### Problem details
Copy the rows below word for word, but leave out the pictures.

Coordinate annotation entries

•••

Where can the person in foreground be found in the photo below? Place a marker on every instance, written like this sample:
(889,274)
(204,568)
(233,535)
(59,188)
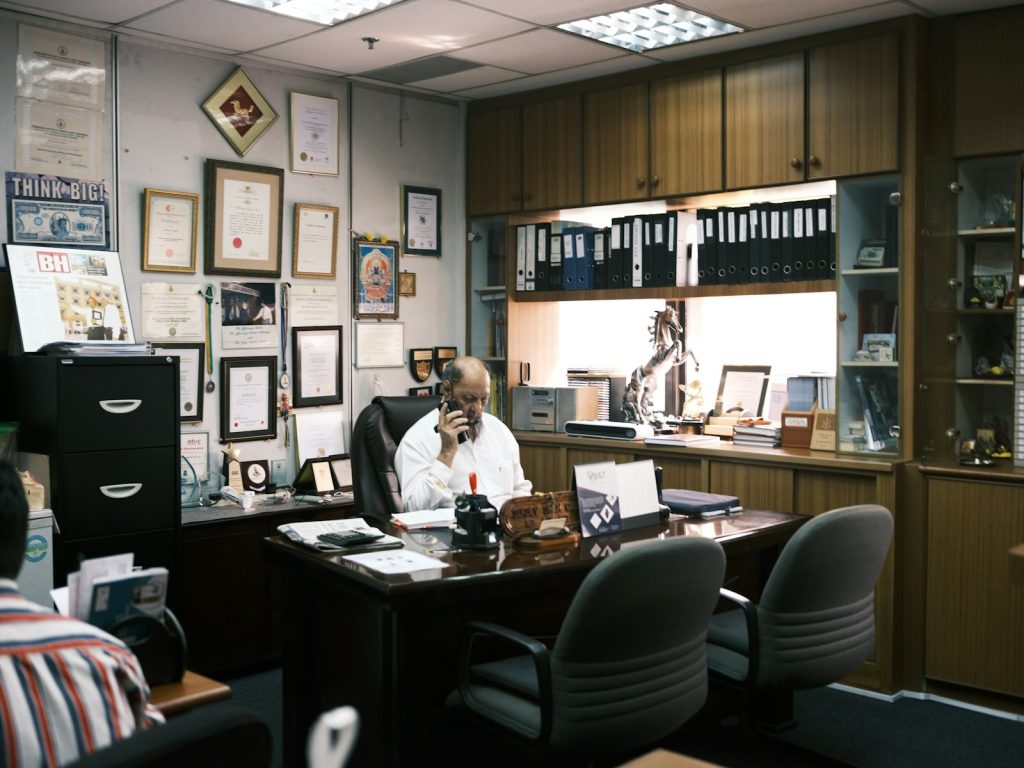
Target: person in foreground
(433,466)
(67,688)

•••

### Response
Where can the person in foreground be found in the photo below? Place a marker on every instance, written like this sample:
(889,274)
(204,568)
(233,535)
(59,188)
Target: person in foreground
(433,466)
(67,688)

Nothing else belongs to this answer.